● Dataset items
--------
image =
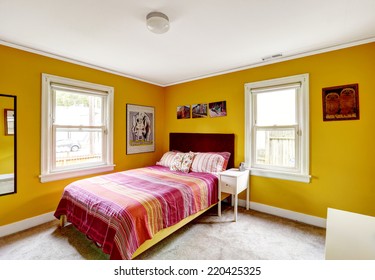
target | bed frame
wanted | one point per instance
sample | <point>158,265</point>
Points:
<point>196,142</point>
<point>185,142</point>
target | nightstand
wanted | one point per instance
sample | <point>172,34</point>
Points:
<point>234,181</point>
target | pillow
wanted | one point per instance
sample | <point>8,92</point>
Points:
<point>182,162</point>
<point>167,159</point>
<point>210,162</point>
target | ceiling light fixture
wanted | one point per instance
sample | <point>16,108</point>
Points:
<point>157,22</point>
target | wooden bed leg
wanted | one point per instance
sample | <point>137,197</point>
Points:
<point>62,220</point>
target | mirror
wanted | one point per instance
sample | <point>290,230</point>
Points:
<point>8,144</point>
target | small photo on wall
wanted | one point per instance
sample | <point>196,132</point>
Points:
<point>340,103</point>
<point>199,110</point>
<point>218,109</point>
<point>183,112</point>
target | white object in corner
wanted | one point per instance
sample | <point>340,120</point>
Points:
<point>349,236</point>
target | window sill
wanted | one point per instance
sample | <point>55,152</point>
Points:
<point>74,173</point>
<point>281,175</point>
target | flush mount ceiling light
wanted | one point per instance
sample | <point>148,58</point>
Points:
<point>157,22</point>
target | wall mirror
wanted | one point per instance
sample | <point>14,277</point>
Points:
<point>8,147</point>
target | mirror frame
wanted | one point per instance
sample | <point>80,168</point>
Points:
<point>14,142</point>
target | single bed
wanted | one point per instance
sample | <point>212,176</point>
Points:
<point>127,212</point>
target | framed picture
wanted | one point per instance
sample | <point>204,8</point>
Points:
<point>199,110</point>
<point>140,136</point>
<point>340,103</point>
<point>218,109</point>
<point>9,121</point>
<point>183,112</point>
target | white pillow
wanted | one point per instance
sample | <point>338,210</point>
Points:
<point>208,162</point>
<point>167,159</point>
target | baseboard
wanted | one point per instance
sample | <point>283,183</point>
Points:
<point>45,218</point>
<point>26,224</point>
<point>300,217</point>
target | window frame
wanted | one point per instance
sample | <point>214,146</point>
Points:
<point>302,151</point>
<point>48,172</point>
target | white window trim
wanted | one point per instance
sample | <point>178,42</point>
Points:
<point>304,153</point>
<point>46,138</point>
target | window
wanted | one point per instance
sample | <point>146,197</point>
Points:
<point>277,128</point>
<point>77,125</point>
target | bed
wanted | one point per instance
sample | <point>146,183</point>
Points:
<point>127,212</point>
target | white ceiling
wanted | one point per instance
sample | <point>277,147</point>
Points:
<point>206,37</point>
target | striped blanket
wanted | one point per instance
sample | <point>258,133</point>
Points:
<point>120,211</point>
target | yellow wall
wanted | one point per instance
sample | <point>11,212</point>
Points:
<point>20,75</point>
<point>6,141</point>
<point>342,152</point>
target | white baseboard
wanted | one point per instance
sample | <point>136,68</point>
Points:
<point>26,224</point>
<point>300,217</point>
<point>45,218</point>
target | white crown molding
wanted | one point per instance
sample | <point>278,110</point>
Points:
<point>279,59</point>
<point>74,61</point>
<point>254,65</point>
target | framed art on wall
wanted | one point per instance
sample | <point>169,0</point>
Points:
<point>183,112</point>
<point>140,136</point>
<point>199,110</point>
<point>218,109</point>
<point>340,103</point>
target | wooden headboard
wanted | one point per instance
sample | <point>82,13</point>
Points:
<point>203,142</point>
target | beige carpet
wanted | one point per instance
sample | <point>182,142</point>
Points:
<point>255,236</point>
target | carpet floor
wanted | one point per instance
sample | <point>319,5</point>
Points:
<point>255,236</point>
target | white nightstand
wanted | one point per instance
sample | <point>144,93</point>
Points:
<point>234,181</point>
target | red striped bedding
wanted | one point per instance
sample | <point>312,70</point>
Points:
<point>120,211</point>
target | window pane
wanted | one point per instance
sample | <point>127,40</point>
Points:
<point>275,147</point>
<point>78,147</point>
<point>276,107</point>
<point>78,108</point>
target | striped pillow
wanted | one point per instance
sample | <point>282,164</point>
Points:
--------
● STATED TASK
Copy the records above word for word, leaving out the pictures.

● FULL ANSWER
image =
target | bed frame
wanted | one point per instance
sample | <point>158,265</point>
Points:
<point>196,142</point>
<point>185,142</point>
target | nightstand
wanted | one point per instance
sample | <point>172,34</point>
Points:
<point>234,181</point>
target | pillow
wanted | one point per instance
sample | <point>8,92</point>
Points:
<point>182,162</point>
<point>167,159</point>
<point>210,162</point>
target | ceiling light fixture
wanted | one point per instance
sample | <point>16,108</point>
Points:
<point>157,22</point>
target | wooden bed leg
wanted | one point per instance
sample | <point>137,197</point>
Points:
<point>62,220</point>
target | mirror
wanted | one point per instance
sample | <point>290,230</point>
Points:
<point>8,144</point>
target | small photo on wall
wanted | one point per instance
sample | <point>196,132</point>
Points:
<point>340,103</point>
<point>199,110</point>
<point>218,109</point>
<point>183,112</point>
target | white object in corner
wanted | one point per instance
sample | <point>340,120</point>
Points:
<point>349,236</point>
target | window sill
wanted | one point per instance
sample | <point>55,152</point>
Points:
<point>74,173</point>
<point>281,175</point>
target | flush mount ceiling light
wanted | one point per instance
sample | <point>148,58</point>
Points:
<point>157,22</point>
target | wall mirror
wanted | one point per instance
sample | <point>14,277</point>
Points:
<point>8,147</point>
target | mirror frame
wanted | one point per instance
sample | <point>80,168</point>
Points:
<point>14,142</point>
target | single bed
wanted | one point per instance
sample | <point>212,176</point>
Points:
<point>127,212</point>
target | framed picture
wanted | one point per instance
sample | <point>204,8</point>
Points:
<point>199,110</point>
<point>140,136</point>
<point>340,103</point>
<point>218,109</point>
<point>9,121</point>
<point>183,112</point>
target | white pillow
wanted | one point per instance
sample | <point>338,210</point>
Points:
<point>208,162</point>
<point>167,159</point>
target | baseboard
wanted | one point per instance
sample | <point>283,183</point>
Points:
<point>45,218</point>
<point>26,224</point>
<point>300,217</point>
target | window frame
wanted | one point per instance
sample | <point>214,146</point>
Points:
<point>302,151</point>
<point>48,172</point>
target | white window trim
wanted | one point per instance
sample | <point>178,42</point>
Points:
<point>304,153</point>
<point>46,138</point>
target | window
wanted | one point per instance
sample | <point>146,197</point>
Points:
<point>277,128</point>
<point>77,125</point>
target | bed
wanted | one point per instance
sample | <point>146,183</point>
Points:
<point>127,212</point>
target | white ceiling
wanted | one point per instance
sample | <point>277,147</point>
Points:
<point>206,37</point>
target | striped blanket
wanted | one point per instance
sample | <point>258,133</point>
Points:
<point>120,211</point>
target | yellow wall
wanted | one point per instance
sample | <point>11,212</point>
Points:
<point>20,75</point>
<point>6,141</point>
<point>342,152</point>
target | white baseboard
wanted | one point per instance
sample | <point>136,68</point>
Points:
<point>26,224</point>
<point>300,217</point>
<point>45,218</point>
target | white crown molding
wanted | one point per instance
sample | <point>278,110</point>
Points:
<point>279,59</point>
<point>74,61</point>
<point>254,65</point>
target | framed art on wall
wanted | one point per instance
sample | <point>169,0</point>
Points:
<point>183,112</point>
<point>140,136</point>
<point>199,110</point>
<point>218,109</point>
<point>340,103</point>
target | wooden headboard
wanted | one point per instance
sample | <point>82,13</point>
Points:
<point>203,142</point>
target | beige carpet
wanted | one point per instance
sample | <point>182,142</point>
Points:
<point>255,236</point>
target | carpet floor
wanted | one point per instance
sample | <point>319,5</point>
Points:
<point>255,236</point>
target | white nightstand
wanted | one point per instance
sample | <point>144,93</point>
Points:
<point>234,181</point>
target | red striped bedding
wanted | one point per instance
sample | <point>312,70</point>
Points:
<point>120,211</point>
target | window pane
wanted | one point per instance
sample | <point>127,40</point>
Points:
<point>275,147</point>
<point>78,147</point>
<point>276,107</point>
<point>78,108</point>
target | striped pillow
wanted | one point per instance
sample | <point>282,164</point>
Points:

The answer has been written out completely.